*Trecho selecionado*.
---
Semana Consciência Negra Colégio Viver 2021

Semana Consciência Negra Colégio Viver 2021

Reconhecemos a necessidade de aprofundarmos cada vez mais a discussão e a construção de uma escola antirracista que apoie o desenvolvimento de uma experiência positiva e de empoderamento das pessoas negras que integram a nossa comunidade de aprendizagem, assim como a necessidade de um letramento racial para toda a nossa comunidade.

Uma parte importante desse processo precisa ser desenvolvido através de espaço para escuta da voz e das vivências das pessoas negras. Portanto, entendemos que a escola precisa estar aberta a aprender com os movimentos sociais, com coletivos e pessoas envolvidas na luta antirracista. É preciso também partir do reconhecimento do racismo estrutural que compõe nossa sociedade, que produz efeitos diretos na forma como as instituições se organizam e  como as relações interpessoais  se dão nos espaços sociais. 

O processo histórico brasileiro foi e é marcado por profunda desigualdade e exploração do povo preto, e a reprodução do racismo e de preconceitos são naturalizados e sustentam a colonialidade como mecanismo que mantém estruturas sociais e de poder intactas. Nesse sentido, por acreditarmos numa educação democrática, que busca o desenvolvimento de uma sociedade mais igualitária, a questão racial é um tema fundamental a ser considerado na escola.

Nesse ano de 2021, aproveitamos o retorno presencial nesse segundo semestre, para ampliarmos as discussões sobre as relações raciais na escola, de uma forma mais diversificada para nossos educandos. Esse tema precisa fazer parte de todo o currículo escolar, ao longo do ano, mas também vemos a necessidade de ressaltar o foco e a atenção em certos momentos para aprofundar um pouco mais o estudo. Foi organizada uma semana em todos os segmentos da escola no mês de novembro, desde a educação infantil até o ensino médio. A equipe de professores organizou diferentes atividades e foram também convidadas, pessoas de fora do Colégio Viver para abordar assuntos que abarcam a temática da Consciência Negra, como a cultura afro-brasileira, mitologia dos orixás, construção histórica do povo brasileiro, identidade negra, oficinas culturais e rodas de conversa sobre o racismo e seus impactos.

Tivemos como convidada, uma mãe da nossa comunidade, Ligia Nicaccio, com a oficina de dança e contação de história: “Mitologia dos Orixás: brincando com os Deuses da Natureza” com as crianças do 1º ao 5º ano.
---
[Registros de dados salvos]
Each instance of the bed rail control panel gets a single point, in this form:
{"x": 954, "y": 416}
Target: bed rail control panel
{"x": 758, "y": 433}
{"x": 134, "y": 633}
---
*Tarefa proposta A*.
Responda, por favor, com base no texto sobre a Semana da Consciência Negra:
(i) Com quem a escola precisa estar aberta a aprender?
(ii) Em que mês foi organizada a semana em todos os segmentos da escola?
(iii) Com quais turmas de crianças foi feita a oficina de Ligia Nicaccio?
*Tarefa proposta B*.
Reproduza sem alterações o texto sobre a Semana da Consciência Negra, tudo desde "Reconhecemos a necessidade" até "nos espaços sociais.".
A listagem é um material separado do texto sobre a Semana da Consciência Negra.

*Resposta do exercício A*.
(i) Com os movimentos sociais, com coletivos e pessoas envolvidas na luta antirracista.
(ii) Em novembro.
(iii) Com as crianças do 1º ao 5º ano.

*Resposta do exercício B*.
Reconhecemos a necessidade de aprofundarmos cada vez mais a discussão e a construção de uma escola antirracista que apoie o desenvolvimento de uma experiência positiva e de empoderamento das pessoas negras que integram a nossa comunidade de aprendizagem, assim como a necessidade de um letramento racial para toda a nossa comunidade.

Uma parte importante desse processo precisa ser desenvolvido através de espaço para escuta da voz e das vivências das pessoas negras. Portanto, entendemos que a escola precisa estar aberta a aprender com os movimentos sociais, com coletivos e pessoas envolvidas na luta antirracista. É preciso também partir do reconhecimento do racismo estrutural que compõe nossa sociedade, que produz efeitos diretos na forma como as instituições se organizam e  como as relações interpessoais  se dão nos espaços sociais.